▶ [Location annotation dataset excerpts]
◆ ◆ ◆ ◆ ◆ ◆ ◆
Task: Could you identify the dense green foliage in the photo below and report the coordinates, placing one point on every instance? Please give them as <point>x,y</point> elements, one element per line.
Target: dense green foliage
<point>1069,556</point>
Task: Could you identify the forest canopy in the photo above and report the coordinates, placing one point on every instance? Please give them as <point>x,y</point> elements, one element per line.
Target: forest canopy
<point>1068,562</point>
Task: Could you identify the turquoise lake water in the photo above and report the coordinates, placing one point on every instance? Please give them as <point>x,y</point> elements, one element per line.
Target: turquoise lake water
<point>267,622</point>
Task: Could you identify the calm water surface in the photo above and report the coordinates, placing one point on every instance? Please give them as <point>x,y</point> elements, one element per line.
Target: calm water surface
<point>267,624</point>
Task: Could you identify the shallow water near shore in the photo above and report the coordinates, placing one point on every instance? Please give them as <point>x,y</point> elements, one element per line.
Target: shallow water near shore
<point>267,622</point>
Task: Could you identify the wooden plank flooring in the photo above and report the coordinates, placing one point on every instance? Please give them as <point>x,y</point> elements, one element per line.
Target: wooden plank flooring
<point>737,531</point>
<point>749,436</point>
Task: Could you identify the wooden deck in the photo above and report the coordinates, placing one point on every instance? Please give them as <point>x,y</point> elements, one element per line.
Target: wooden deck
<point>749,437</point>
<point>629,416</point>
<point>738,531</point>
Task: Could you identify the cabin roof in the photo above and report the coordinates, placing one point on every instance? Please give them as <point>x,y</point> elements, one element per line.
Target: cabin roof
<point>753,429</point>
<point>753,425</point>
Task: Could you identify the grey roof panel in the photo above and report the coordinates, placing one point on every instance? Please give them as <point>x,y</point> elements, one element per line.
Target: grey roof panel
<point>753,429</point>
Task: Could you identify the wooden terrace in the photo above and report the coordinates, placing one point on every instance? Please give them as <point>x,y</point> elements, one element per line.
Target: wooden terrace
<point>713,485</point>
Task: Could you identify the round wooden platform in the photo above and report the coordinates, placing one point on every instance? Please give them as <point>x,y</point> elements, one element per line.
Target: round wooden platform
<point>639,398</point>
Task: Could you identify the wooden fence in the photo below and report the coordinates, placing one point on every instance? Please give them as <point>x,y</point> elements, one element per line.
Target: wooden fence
◆ ◆ ◆ ◆ ◆ ◆ ◆
▶ [Task] Reproduce all of the material above line for line, changing nothing.

▶ [Expected answer]
Task: Could you identify the dense green foliage in the photo below and report the coordinates, placing one point on every instance? Please give them as <point>x,y</point> elements, one element per line.
Target: dense green foliage
<point>1069,556</point>
Task: Could you identify the forest canopy in the photo above and report the coordinates, placing one point on every instance? Please give them as <point>x,y</point> elements, one element per line.
Target: forest canopy
<point>1068,562</point>
Task: Could you identify the turquoise lake water in the photo above and report the coordinates, placing one point on every instance? Please give them as <point>x,y</point> elements, one element per line.
Target: turquoise lake water
<point>267,622</point>
Task: Could you identify the calm water surface in the photo above and report the coordinates, placing one point on every instance? Please give them as <point>x,y</point> elements, one element per line.
Target: calm water surface
<point>267,624</point>
Task: Could you identify the shallow water near shore in the photo above and report the coordinates, placing one point on every instance? Please give them as <point>x,y</point> elements, one element per line.
Target: shallow water near shore
<point>267,622</point>
Task: Could you identify the wooden plank flooring in the photo above and report the coordinates, placing one point on every instance? Please give them as <point>x,y</point> elements, one element per line.
Target: wooden plank flooring
<point>737,531</point>
<point>749,436</point>
Task: Could you identify the wooden deck in the photo above and report the coordinates, placing one point on every instance? Please give them as <point>x,y</point> elements, one element per line.
Target: wooden deck
<point>749,437</point>
<point>629,416</point>
<point>738,531</point>
Task: Could you identify the cabin roof in the photo above and report the coordinates, placing one point on every instance? Please give them as <point>x,y</point> elements, one element per line.
Target: cabin roof
<point>753,429</point>
<point>753,425</point>
Task: Could you identify the grey roof panel in the photo above and report the coordinates, placing one point on every instance? Please give them as <point>x,y</point> elements, one element per line.
Target: grey roof panel
<point>753,429</point>
Task: Could you identify the wooden terrace in the photo above and report the coordinates, placing one point on every instance? Please give them as <point>x,y</point> elements, one element per line.
Target: wooden terrace
<point>713,485</point>
Task: Could you identify the round wooden platform in the photo above and report the coordinates, placing one point on every instance? Please give them as <point>x,y</point> elements, one element per line.
Target: round wooden platform
<point>639,398</point>
Task: Could you identify the wooden fence in the photo below and report the coordinates, placing one point on every instance? Please give them as <point>x,y</point> elements, one element per line.
Target: wooden fence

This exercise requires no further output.